**DATASET RECORDS**:
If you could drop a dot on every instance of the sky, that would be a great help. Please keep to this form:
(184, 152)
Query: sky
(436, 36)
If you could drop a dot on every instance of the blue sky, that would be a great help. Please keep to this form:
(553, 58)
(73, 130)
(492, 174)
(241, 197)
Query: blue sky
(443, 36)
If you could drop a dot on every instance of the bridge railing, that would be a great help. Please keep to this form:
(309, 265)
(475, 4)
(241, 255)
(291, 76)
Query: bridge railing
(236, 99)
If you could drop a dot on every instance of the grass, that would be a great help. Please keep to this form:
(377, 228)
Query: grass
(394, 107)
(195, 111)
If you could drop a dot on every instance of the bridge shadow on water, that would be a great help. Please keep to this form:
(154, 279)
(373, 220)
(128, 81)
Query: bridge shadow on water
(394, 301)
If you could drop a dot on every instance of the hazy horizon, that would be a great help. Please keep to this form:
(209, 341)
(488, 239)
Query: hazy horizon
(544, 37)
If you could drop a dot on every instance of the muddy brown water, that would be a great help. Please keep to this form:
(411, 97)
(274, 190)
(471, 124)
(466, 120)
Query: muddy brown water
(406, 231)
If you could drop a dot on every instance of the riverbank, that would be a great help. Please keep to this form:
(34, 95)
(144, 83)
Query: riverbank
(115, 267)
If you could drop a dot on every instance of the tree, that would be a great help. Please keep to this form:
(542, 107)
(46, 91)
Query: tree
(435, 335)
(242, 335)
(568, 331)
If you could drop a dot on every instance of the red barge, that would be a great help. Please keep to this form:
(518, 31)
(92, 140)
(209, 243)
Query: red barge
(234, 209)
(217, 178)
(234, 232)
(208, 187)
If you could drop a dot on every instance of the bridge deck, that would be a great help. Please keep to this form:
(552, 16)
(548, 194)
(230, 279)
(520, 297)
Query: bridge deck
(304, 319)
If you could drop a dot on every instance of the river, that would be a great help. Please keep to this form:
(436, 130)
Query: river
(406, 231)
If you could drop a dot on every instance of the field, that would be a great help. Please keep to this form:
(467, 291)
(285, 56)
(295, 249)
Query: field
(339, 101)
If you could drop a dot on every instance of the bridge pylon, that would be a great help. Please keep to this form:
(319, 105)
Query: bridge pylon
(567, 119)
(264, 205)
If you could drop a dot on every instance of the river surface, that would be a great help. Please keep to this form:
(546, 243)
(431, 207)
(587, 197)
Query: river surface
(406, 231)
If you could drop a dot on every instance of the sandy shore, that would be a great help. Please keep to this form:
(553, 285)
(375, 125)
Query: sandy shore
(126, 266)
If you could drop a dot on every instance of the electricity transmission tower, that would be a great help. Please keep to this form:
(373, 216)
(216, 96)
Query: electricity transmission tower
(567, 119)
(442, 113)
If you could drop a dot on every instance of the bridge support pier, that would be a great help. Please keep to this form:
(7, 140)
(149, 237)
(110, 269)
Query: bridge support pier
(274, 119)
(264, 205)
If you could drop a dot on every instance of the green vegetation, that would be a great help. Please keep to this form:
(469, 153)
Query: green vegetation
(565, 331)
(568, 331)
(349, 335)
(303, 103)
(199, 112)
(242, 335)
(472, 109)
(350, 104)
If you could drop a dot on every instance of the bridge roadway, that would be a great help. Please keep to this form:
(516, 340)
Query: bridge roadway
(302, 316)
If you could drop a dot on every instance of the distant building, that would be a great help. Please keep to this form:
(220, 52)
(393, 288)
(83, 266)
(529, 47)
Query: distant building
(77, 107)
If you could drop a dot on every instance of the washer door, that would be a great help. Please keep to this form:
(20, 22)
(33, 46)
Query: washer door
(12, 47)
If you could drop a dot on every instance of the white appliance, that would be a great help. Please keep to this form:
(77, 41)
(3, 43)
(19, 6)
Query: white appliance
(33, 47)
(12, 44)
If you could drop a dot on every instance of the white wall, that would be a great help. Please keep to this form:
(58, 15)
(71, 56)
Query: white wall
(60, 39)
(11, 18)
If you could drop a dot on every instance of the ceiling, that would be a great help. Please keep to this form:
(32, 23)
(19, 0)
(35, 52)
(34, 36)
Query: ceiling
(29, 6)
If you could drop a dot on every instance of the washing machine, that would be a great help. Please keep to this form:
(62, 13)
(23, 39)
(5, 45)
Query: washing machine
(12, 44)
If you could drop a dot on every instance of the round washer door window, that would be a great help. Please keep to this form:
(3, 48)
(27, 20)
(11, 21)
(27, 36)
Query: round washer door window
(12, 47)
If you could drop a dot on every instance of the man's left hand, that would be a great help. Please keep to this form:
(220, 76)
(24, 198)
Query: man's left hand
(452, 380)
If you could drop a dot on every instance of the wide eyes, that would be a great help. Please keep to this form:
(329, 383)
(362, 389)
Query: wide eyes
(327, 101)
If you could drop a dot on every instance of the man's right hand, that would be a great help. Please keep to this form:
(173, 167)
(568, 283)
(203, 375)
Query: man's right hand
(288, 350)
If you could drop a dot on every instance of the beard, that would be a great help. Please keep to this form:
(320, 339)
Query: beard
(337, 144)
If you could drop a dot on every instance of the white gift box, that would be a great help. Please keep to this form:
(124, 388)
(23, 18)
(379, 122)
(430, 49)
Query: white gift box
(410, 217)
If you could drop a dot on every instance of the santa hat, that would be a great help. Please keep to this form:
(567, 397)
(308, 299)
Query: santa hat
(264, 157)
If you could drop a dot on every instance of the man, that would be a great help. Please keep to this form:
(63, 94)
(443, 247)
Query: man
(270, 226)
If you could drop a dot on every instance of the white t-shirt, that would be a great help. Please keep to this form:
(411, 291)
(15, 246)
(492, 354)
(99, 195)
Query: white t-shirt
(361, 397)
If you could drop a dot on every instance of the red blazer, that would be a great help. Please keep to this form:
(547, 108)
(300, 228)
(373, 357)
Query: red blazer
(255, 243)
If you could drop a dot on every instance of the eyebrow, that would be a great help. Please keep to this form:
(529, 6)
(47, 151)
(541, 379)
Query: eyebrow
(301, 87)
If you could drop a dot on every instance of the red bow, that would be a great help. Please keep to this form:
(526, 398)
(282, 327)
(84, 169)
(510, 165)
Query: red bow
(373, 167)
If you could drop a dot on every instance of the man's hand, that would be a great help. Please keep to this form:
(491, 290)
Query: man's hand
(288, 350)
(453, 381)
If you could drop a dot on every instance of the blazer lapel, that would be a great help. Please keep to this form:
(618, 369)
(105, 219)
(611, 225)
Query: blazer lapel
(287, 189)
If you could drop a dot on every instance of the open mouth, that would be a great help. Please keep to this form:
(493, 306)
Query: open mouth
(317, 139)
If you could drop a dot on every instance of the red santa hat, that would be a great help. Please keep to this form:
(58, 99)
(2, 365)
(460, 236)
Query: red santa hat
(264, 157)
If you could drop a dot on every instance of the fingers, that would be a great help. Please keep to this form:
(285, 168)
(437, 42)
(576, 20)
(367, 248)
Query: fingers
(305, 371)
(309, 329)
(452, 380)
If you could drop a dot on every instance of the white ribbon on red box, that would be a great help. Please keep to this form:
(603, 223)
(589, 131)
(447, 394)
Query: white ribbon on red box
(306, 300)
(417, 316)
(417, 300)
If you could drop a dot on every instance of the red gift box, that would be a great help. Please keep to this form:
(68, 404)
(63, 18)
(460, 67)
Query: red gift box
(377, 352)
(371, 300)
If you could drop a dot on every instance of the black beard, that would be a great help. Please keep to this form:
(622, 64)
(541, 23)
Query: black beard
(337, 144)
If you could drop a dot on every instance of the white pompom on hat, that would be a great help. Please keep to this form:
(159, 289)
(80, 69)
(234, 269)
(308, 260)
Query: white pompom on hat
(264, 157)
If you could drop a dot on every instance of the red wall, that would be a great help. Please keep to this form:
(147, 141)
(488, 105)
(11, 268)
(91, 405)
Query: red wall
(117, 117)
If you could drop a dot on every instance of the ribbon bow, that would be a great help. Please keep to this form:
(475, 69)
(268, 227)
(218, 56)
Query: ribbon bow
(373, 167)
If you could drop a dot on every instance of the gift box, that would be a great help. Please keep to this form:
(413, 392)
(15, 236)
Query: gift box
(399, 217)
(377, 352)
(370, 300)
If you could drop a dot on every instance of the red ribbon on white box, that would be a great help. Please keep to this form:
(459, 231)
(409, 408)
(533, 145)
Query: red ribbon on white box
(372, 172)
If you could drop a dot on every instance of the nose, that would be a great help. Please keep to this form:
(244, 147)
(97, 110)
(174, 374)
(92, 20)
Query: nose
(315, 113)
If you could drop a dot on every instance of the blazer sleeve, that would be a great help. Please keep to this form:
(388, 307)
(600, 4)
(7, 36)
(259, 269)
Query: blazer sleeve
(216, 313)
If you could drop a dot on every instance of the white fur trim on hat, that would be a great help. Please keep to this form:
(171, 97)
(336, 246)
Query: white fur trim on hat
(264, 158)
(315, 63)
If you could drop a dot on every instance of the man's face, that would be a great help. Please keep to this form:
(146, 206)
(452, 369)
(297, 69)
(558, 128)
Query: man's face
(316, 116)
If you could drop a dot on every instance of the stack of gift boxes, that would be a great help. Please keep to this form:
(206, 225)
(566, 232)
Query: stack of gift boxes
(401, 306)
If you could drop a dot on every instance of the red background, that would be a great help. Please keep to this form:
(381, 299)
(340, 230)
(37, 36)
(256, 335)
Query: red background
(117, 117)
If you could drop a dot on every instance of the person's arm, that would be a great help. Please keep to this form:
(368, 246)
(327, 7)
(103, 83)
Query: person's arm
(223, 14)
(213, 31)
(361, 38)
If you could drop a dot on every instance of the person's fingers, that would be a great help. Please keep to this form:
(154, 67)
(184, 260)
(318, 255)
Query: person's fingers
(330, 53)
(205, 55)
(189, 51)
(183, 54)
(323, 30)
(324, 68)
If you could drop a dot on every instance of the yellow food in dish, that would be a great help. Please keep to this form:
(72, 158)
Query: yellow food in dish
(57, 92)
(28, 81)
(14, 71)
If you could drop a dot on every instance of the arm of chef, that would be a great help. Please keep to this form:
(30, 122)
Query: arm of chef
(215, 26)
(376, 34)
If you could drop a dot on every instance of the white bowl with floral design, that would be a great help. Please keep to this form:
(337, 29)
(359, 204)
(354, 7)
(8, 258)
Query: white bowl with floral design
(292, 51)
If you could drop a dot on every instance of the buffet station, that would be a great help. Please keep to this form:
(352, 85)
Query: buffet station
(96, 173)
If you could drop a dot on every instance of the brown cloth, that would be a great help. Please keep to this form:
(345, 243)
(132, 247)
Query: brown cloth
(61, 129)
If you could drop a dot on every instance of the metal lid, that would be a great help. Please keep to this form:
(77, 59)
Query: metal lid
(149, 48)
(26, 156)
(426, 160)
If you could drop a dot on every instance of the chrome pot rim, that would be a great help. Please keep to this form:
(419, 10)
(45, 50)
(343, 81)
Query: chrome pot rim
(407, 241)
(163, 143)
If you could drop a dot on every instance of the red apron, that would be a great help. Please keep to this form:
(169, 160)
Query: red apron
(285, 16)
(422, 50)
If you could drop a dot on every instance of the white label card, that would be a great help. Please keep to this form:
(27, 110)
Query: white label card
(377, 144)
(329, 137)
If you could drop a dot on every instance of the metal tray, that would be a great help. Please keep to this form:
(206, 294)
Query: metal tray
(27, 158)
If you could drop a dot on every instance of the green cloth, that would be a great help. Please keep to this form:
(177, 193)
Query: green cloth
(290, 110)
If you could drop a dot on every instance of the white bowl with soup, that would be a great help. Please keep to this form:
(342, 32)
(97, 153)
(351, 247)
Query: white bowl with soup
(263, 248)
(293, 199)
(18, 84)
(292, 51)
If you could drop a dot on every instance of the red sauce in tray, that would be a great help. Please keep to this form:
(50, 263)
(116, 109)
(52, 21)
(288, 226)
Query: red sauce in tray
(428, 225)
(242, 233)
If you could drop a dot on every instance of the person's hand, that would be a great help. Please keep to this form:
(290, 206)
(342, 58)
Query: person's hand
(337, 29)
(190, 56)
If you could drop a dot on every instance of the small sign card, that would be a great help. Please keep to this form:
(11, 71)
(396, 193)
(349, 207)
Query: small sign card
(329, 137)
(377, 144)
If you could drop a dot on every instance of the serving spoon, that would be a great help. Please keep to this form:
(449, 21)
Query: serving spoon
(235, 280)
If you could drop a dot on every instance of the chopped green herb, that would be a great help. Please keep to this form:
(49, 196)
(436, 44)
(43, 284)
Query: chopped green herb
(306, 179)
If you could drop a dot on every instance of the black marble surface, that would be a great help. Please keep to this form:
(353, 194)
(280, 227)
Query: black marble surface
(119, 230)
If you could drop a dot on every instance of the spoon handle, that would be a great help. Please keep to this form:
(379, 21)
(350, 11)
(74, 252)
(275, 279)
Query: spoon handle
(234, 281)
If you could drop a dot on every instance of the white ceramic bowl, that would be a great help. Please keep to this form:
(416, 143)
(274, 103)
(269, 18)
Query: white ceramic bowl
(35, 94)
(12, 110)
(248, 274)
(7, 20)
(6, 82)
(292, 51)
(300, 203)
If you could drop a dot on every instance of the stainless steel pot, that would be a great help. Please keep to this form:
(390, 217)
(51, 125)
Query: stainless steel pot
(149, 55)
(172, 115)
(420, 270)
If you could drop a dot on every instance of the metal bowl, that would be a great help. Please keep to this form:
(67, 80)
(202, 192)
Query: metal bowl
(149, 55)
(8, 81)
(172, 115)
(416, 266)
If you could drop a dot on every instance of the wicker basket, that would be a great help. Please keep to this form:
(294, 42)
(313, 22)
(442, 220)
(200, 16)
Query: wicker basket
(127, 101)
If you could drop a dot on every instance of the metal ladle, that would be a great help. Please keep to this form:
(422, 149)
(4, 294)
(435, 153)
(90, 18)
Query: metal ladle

**WHAT NEEDS TO BE DONE**: Give back exactly the lines from the line containing "of the stainless" to the end of the entries, and no other lines.

**THE COMPLETED TASK**:
If you could drop a dot on every instance of the stainless steel pot, that would be a great help. Please keep to this form:
(390, 217)
(51, 125)
Query: stainless steel pot
(149, 55)
(172, 115)
(420, 270)
If you could drop a dot on every instance of the metal bowl, that would be a great help. Please keep to this form:
(67, 80)
(202, 192)
Query: metal bowl
(149, 55)
(8, 81)
(172, 115)
(416, 266)
If you could drop a dot on every instance of the wicker basket, that would be a great help. Please keep to this form:
(294, 42)
(313, 22)
(442, 220)
(200, 16)
Query: wicker basket
(127, 101)
If you could drop a dot on every instance of the metal ladle, that would be a great help. Please keep to this form:
(422, 149)
(4, 294)
(435, 153)
(90, 18)
Query: metal ladle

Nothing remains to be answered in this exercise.